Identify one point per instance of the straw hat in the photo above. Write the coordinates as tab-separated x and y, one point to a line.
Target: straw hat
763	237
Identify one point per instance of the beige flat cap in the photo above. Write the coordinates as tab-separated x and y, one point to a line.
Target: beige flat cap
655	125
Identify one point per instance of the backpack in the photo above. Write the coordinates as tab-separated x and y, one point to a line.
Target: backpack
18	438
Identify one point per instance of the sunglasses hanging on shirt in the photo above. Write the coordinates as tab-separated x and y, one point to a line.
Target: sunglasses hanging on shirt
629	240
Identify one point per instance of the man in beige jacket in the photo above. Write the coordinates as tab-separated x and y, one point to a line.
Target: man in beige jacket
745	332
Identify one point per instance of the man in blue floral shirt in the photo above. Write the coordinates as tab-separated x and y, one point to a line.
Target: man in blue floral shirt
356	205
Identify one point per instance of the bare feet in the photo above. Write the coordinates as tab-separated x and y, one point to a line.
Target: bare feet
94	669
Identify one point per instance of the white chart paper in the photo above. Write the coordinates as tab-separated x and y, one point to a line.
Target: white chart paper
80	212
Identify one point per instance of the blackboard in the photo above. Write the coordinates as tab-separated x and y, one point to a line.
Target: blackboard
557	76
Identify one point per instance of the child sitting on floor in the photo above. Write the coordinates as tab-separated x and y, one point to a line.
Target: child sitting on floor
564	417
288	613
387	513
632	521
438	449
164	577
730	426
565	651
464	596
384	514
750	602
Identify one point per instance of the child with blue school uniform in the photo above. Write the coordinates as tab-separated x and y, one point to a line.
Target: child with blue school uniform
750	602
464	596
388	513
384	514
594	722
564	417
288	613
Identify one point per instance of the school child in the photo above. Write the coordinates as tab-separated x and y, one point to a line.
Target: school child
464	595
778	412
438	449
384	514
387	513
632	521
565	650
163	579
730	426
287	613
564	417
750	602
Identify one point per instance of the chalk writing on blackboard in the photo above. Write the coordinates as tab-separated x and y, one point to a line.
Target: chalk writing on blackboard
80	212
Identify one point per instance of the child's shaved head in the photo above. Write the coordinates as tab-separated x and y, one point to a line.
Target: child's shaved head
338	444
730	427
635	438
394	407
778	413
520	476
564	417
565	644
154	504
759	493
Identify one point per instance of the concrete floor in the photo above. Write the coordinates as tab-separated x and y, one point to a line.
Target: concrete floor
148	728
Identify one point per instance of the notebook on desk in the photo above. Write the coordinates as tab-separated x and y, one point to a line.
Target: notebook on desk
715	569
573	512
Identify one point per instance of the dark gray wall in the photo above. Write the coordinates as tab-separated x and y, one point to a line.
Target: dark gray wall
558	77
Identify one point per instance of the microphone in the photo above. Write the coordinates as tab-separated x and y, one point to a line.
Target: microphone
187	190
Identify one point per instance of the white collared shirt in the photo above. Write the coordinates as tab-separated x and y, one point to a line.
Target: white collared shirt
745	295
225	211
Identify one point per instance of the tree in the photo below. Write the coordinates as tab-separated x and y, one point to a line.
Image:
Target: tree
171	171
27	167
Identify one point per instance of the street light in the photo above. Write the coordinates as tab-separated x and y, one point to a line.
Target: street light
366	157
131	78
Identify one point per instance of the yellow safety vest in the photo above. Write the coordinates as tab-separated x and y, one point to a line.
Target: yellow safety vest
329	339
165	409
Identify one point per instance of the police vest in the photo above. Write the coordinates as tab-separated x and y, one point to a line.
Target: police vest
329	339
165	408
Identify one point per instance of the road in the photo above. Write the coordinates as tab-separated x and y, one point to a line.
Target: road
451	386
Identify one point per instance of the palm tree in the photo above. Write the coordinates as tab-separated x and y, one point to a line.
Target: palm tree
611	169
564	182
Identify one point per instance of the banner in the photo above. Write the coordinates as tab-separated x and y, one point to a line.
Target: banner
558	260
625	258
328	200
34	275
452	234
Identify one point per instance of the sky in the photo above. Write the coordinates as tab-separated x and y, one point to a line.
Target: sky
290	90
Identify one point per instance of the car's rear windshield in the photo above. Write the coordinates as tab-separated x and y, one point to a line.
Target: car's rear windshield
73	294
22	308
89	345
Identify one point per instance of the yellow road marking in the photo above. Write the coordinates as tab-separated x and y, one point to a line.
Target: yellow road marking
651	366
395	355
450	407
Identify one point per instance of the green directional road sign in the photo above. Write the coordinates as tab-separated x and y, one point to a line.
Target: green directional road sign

* * * * *

WHAT THIS TASK INVOLVES
Reproduce verbatim the rows starting at the line containing "Identify one point per instance of the sky" and ending at the last row, including both of those lines.

FINAL ANSWER
Identify one point per instance of the sky in the photo above. Write the coordinates as tab-separated x and y, one point to a line.
Target: sky
290	90
Identify one point per instance of the car's rear windshield in the photo above. Write the coordinates as tab-separated x and y, one point to a line.
Target: car's rear windshield
73	294
22	308
89	345
Identify one point per instance of the yellow road marking in the photo above. Write the coordinates as tab-separated x and y, one point to a line.
Target: yellow road marking
651	366
395	355
450	407
Identify one point per instance of the green directional road sign in the photo above. Write the coordinates as tab-separated x and y, one point to a line.
Target: green directional road sign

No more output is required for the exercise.